[TEXTE À LIRE]
++++
Ils sont unis par une indéfectible amitié - ce genre d’amitié que l’on noue dans l’enfance et qui dure toute une vie…Originaires de Francfort, Jiri et Harlekin font partie des premières victimes de la terrible canicule de l’été 2015. Ils arrivent dans nos locaux le 10 juillet, fortement traumatisés; ils ont connu les mêmes souffrances et partagent le même destin. Le diagnostic tant redouté, « lésions généralisées du plumage », qui, pour tant d’autres équivaut à une condamnation à mort, est prononcé. Toutefois, nos deux inséparables amis affrontent la dure réalité avec courage et persévérance.
Jiri est le plus serein et le plus joyeux des deux. Harlekin, lui, semble plus sérieux et plus déterminé. Physiquement, ils se ressemblent beaucoup, avec leurs plumes ébouriffées et leurs rémiges brisées. « Des œufs », c’est ainsi que nous appelons les martinets au plumage gravement endommagé, dont la vue nous serre le cœur. Malgré leur état, Jiri et Harlekin sont heureux et confiants. Ces deux petits gars bien drus, véritables survivants, sont tellement convaincus qu’ils s’en sortiront que nous finissons par le penser aussi. Et ils sont toujours là, tandis que d’autres, moins énergiques et présentant de moindres chances de rémission, ont rejoint les anges…
La liste d’attente pour les greffes de plumes est longue, mais Jiri et Harlekin ne s’ennuient pas: ils se blottissent l’un contre l’autre, somnolent, regardent autour d’eux ; pendant les séances de rééducation à la main, ils sont très motivés. Et toujours ensemble. Ils font peut-être des projets pour l’avenir, quand ils auront retrouvé la liberté - best friends, forever! Les premiers transferts de la saison vers Fuerteventura commencent, et ils attendent toujours; La nouvelle année débute, les jours passent, puis les semaines. Enfin, leur tour arrive ! Ils seront opérés le même jour, cela va de soi! J’ai trouvé deux donneurs dont les plumes conviendront parfaitement à nos « œufs ». On y est presque!
++++
[DONNÉES DISPONIBLES]
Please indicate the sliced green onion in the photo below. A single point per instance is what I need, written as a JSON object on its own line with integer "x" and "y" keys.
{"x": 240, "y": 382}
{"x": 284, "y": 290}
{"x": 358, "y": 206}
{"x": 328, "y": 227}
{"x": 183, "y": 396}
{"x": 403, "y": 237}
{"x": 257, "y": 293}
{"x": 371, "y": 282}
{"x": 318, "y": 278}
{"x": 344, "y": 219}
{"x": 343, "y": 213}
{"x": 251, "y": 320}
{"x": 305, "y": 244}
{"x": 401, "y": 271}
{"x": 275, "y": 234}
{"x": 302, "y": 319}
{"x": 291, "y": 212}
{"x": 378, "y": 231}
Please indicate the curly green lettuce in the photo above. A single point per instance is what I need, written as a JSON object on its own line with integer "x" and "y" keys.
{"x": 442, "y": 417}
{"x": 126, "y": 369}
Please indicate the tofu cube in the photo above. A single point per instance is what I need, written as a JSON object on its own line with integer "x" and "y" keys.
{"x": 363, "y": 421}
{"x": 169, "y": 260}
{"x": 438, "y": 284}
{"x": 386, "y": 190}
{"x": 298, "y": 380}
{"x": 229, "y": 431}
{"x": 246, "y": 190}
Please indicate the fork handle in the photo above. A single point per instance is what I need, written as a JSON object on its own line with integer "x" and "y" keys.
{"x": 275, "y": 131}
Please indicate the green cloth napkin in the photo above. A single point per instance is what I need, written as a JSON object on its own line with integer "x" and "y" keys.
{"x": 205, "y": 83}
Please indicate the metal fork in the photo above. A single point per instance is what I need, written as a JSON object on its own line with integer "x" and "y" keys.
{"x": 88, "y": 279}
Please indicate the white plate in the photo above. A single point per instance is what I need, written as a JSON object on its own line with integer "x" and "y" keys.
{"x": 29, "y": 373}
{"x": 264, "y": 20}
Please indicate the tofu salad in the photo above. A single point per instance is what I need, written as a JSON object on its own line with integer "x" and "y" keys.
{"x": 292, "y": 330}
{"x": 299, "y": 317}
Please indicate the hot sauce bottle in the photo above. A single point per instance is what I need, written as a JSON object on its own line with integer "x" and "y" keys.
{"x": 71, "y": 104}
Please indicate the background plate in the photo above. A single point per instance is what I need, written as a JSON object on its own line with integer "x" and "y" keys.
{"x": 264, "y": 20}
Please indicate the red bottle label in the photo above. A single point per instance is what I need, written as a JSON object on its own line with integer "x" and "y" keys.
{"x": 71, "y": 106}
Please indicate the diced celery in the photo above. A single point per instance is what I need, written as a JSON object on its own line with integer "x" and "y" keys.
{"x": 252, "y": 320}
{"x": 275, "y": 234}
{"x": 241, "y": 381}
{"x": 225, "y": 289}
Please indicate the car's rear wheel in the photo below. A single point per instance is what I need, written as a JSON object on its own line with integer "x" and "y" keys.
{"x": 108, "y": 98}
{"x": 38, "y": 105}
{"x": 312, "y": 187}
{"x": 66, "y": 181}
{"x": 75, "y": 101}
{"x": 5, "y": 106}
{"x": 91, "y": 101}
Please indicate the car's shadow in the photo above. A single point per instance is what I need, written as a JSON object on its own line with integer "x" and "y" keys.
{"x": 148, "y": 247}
++++
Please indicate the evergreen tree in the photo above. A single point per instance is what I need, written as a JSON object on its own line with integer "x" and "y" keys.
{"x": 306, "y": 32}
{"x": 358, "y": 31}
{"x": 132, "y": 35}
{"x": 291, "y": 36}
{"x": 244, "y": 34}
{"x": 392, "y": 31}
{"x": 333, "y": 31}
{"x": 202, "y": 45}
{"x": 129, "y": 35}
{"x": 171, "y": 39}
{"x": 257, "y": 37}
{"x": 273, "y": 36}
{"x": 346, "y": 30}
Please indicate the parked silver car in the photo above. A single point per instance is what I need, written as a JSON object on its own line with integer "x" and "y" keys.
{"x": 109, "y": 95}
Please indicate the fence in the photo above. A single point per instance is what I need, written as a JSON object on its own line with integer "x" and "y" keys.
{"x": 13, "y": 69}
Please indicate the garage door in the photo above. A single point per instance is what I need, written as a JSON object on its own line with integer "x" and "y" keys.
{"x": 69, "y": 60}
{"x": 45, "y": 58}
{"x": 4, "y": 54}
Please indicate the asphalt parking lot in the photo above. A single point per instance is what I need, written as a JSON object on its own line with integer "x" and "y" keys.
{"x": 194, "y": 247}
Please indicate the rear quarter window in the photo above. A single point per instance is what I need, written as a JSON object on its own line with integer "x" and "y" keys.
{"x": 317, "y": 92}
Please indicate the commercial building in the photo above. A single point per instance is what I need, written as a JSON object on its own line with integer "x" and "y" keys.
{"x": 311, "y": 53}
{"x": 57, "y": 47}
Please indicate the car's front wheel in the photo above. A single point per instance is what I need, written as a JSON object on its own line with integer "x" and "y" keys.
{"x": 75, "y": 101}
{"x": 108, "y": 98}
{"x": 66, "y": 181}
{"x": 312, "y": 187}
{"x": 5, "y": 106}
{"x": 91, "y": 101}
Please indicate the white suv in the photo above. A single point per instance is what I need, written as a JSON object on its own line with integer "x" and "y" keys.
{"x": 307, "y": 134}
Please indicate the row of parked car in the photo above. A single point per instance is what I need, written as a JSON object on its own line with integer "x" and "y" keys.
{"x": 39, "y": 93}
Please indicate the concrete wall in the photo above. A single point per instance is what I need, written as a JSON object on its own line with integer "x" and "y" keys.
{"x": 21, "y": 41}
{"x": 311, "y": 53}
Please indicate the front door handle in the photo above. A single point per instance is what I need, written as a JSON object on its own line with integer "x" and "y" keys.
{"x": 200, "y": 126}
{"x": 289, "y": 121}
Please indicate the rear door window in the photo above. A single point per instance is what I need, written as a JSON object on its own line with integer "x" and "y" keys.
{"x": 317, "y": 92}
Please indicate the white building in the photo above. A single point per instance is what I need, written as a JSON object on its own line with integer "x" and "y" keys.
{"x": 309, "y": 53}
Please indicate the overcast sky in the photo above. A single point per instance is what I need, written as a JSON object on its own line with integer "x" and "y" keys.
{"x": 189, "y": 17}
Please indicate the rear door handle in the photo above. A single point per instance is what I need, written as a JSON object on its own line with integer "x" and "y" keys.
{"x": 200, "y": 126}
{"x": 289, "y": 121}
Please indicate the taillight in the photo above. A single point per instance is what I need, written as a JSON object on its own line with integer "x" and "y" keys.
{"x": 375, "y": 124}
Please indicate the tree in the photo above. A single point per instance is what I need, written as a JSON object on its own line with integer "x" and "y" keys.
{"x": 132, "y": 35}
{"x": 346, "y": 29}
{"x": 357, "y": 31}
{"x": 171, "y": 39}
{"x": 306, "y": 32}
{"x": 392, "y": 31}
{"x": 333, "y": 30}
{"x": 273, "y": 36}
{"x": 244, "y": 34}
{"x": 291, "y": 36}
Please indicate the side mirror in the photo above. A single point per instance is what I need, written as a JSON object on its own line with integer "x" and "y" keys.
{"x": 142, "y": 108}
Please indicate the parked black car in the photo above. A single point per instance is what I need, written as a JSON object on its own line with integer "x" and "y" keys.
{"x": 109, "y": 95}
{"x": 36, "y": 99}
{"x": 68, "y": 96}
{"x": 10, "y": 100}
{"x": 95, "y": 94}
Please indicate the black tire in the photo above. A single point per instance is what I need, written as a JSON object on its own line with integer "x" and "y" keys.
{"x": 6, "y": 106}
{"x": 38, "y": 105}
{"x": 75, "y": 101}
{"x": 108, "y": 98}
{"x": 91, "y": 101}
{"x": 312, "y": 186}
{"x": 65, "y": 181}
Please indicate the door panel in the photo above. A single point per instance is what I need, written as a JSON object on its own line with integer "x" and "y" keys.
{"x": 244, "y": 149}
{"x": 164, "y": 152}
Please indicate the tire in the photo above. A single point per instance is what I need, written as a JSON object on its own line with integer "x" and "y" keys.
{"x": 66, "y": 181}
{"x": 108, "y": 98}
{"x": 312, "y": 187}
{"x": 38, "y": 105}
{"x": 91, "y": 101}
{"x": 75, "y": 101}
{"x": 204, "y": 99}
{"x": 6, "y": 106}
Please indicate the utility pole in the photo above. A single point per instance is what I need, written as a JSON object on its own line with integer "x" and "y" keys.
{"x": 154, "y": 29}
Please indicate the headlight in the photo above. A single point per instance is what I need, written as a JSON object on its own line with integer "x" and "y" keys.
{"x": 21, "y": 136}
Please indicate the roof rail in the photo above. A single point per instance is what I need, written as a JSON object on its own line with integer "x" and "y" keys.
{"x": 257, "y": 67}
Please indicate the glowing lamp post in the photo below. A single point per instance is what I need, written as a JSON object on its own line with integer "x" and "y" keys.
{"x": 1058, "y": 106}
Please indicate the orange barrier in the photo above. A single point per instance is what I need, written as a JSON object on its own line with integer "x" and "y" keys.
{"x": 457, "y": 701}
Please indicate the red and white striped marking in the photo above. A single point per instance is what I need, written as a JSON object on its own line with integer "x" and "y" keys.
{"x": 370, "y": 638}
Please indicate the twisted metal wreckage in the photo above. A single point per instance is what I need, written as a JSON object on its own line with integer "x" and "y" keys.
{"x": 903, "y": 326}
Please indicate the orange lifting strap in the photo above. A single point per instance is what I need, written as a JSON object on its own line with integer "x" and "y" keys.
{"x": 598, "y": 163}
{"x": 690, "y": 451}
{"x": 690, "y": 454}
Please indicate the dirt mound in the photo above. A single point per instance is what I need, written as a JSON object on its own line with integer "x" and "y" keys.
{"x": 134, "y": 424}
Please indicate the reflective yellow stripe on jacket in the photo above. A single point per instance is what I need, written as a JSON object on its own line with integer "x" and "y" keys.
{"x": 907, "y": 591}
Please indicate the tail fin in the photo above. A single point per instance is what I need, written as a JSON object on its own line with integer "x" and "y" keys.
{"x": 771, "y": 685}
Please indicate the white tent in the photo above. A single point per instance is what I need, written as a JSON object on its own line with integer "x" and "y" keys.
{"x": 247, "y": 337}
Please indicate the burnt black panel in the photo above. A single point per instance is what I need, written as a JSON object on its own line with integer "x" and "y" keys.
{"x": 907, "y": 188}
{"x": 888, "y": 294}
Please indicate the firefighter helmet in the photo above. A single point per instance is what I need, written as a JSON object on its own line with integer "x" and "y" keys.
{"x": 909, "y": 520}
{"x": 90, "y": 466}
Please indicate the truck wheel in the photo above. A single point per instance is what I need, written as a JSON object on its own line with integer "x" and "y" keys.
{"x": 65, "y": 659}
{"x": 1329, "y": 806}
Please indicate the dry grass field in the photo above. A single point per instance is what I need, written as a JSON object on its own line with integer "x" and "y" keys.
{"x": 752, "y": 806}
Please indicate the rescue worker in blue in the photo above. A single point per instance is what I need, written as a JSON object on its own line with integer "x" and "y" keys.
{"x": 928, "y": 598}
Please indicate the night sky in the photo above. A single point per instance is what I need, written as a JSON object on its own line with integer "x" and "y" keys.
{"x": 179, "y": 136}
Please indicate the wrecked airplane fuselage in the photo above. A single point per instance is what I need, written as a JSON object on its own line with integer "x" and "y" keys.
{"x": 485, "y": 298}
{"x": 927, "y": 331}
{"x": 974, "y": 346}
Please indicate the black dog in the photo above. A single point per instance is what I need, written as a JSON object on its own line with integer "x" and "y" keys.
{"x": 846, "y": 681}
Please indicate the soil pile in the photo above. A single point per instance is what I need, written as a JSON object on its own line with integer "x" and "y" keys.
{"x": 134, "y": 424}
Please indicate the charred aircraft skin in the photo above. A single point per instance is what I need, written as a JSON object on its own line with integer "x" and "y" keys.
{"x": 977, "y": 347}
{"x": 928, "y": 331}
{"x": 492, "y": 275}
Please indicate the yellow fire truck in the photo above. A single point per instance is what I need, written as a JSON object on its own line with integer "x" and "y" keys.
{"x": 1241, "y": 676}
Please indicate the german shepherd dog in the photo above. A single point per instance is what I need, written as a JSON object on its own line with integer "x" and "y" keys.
++++
[CONSIGNE] Indiquez si chacune des affirmations suivantes concorde avec le texte sur Jiri et Harlekin, en répondant par oui ou par non et en citant exactement les mots du texte qui tranchent. 1. Jiri et Harlekin arrivent dans les locaux le 10 juillet. 2. Harlekin est le plus joyeux des deux. 3. Jiri et Harlekin seront opérés à des jours différents.

[TÂCHE RÉALISÉE]
1. Oui : « Ils arrivent dans nos locaux le 10 juillet »
2. Non : « Jiri est le plus serein et le plus joyeux des deux. »
3. Non : « Ils seront opérés le même jour, cela va de soi! »